# [Image-grounded pointing data]
-- -- --
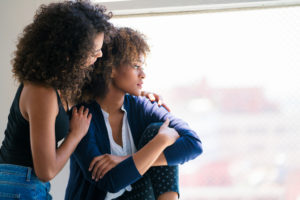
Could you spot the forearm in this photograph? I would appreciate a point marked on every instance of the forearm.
(64, 151)
(160, 161)
(150, 154)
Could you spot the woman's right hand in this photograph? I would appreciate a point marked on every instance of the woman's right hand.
(80, 122)
(169, 134)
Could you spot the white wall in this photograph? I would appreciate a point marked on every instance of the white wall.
(14, 16)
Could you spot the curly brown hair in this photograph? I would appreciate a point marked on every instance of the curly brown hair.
(53, 49)
(123, 46)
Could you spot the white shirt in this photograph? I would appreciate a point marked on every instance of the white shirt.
(115, 149)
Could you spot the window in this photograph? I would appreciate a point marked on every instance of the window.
(234, 77)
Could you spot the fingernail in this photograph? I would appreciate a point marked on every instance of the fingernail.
(151, 96)
(159, 102)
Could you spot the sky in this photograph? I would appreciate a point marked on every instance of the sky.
(244, 48)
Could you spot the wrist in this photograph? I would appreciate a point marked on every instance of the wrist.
(162, 139)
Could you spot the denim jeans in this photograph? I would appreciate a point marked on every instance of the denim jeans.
(19, 182)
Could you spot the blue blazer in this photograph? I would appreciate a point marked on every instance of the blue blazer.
(141, 113)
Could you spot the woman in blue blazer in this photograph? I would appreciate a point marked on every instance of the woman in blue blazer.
(133, 146)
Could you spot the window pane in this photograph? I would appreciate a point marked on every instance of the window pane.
(234, 77)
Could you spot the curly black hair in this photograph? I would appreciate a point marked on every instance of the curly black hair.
(53, 49)
(123, 46)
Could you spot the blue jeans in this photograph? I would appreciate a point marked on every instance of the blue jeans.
(19, 182)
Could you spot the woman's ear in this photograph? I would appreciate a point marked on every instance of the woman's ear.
(113, 73)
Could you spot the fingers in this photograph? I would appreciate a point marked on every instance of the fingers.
(166, 123)
(101, 170)
(151, 97)
(96, 159)
(166, 107)
(74, 110)
(81, 109)
(100, 166)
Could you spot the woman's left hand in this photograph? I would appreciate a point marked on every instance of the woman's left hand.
(100, 165)
(155, 97)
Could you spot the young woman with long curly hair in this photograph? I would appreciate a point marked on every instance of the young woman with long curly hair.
(54, 57)
(133, 146)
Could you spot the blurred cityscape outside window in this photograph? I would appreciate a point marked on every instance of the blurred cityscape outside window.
(234, 77)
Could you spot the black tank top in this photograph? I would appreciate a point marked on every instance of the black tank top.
(15, 147)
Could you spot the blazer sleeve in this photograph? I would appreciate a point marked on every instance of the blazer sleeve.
(123, 174)
(187, 147)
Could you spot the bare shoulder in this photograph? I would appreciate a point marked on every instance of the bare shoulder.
(37, 97)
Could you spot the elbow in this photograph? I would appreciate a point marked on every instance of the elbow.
(198, 148)
(113, 189)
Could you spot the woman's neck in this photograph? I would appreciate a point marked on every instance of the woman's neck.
(112, 101)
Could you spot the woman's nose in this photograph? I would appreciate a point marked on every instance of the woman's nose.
(99, 54)
(142, 73)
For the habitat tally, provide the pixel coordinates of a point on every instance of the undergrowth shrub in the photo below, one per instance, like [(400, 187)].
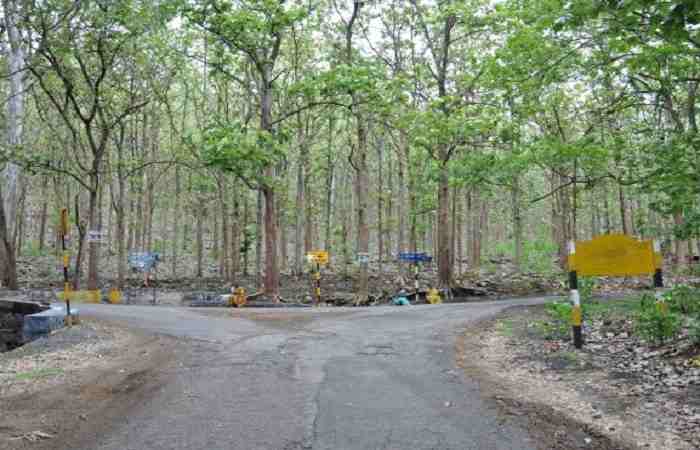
-- -- --
# [What you should do]
For this exercise, return the records above in full and exactly, omitting the images.

# [Output of the task]
Could you spot the forearm in this photograph? I would appreciate a point marked on every instance of the forearm.
(64, 151)
(160, 161)
(150, 154)
Could you spot the woman's right hand in this photograph? I would appreciate a point marked on every instance of the woman's right hand.
(80, 122)
(169, 134)
Could you spot the white wall in this photograph? I would appreciate a point marked on every instance of the white wall.
(14, 16)
Could you spot the curly brown hair in this photograph? I would appreciate a point marked on every instance of the curly brown hair.
(53, 49)
(123, 46)
Could you spot the white shirt in this photograph? I would appreciate a point marked on every instance of the white shirt.
(115, 149)
Could you spot the window in this photograph? I would appreciate a point marked on every instance of the window.
(234, 77)
Could you spot the fingernail in this photograph? I would appreciate a point marked on every instance of the fingernail.
(151, 96)
(159, 102)
Could you spot the sky in this photograph? I would appreciate a point marked on every instance of the sky.
(244, 48)
Could you spot the wrist in this photograph? I would appreciate a point marked on every instance of the wrist.
(162, 139)
Could you spot the denim jeans in this photograph? I would appreciate a point marked on every instance of the denim jeans.
(19, 182)
Could you spot the blue blazer in this photograph? I would appreciate a point marked on every instance of the blue blazer.
(141, 113)
Could you spot the woman in blue blazer in this photograph? I would appreciate a point marked on every instance of the woman in blue blazer.
(133, 146)
Could you spot the window pane in this photograph? I would appreciate a point marked on every instance of the window pane.
(234, 77)
Could you spot the curly black hair in this photograph? I would appreciate a point marked on every instance of the curly black hair.
(53, 49)
(123, 46)
Could you spot the blue jeans in this photograph? I would appreciate a point marked on every instance of the blue jeans.
(19, 182)
Could you spot the woman's ear in this photograph? I would appreciate a point marked on every instance of the woman's ear.
(113, 73)
Could you spot the fingers in this photograph? I would appreciate a point marked on every instance of the fingers.
(166, 123)
(101, 170)
(151, 97)
(96, 159)
(166, 107)
(74, 110)
(81, 109)
(100, 166)
Could you spot the woman's left hand in this photograph? I would appreciate a point marked on every instance of the woman's left hand.
(100, 165)
(155, 97)
Could you spot the young woman with long curly hair in this photograph? I would appreciate a point marked on every instance of the young woman with long curly hair.
(54, 57)
(133, 146)
Could you spot the blurred cityscape outside window in this photograph? I would appreciate a point marked on every instance of the blurred cityscape outside window.
(234, 77)
Could you spot the black tank top in this photograph? I would appreciate a point marked on every instance of the black tank top.
(15, 147)
Could you spot the blazer sleeve in this photograph? I would appreciate a point marked on every instance of the blazer sleeve.
(123, 174)
(187, 147)
Could you spot the bare shoulder in this photograph? I would appreciate a point marked on every instance of the bare shoulder.
(37, 97)
Could you spot the elbow in this photograph? I would appreciate a point marked on every instance of the elbow.
(198, 148)
(113, 189)
Could you spot the woman's neck in this photograph? I would appreciate a point marked on every instance of the woman's neck.
(112, 101)
Could you spot the woman's nose in this photograph? I would appreciate a point marked on every instance of the woman's nose.
(99, 54)
(142, 73)
For the habitat tally, provide the pixel coordinates of a point on every instance of the undergrowth shrub in the photo below, one per instance, like [(400, 187)].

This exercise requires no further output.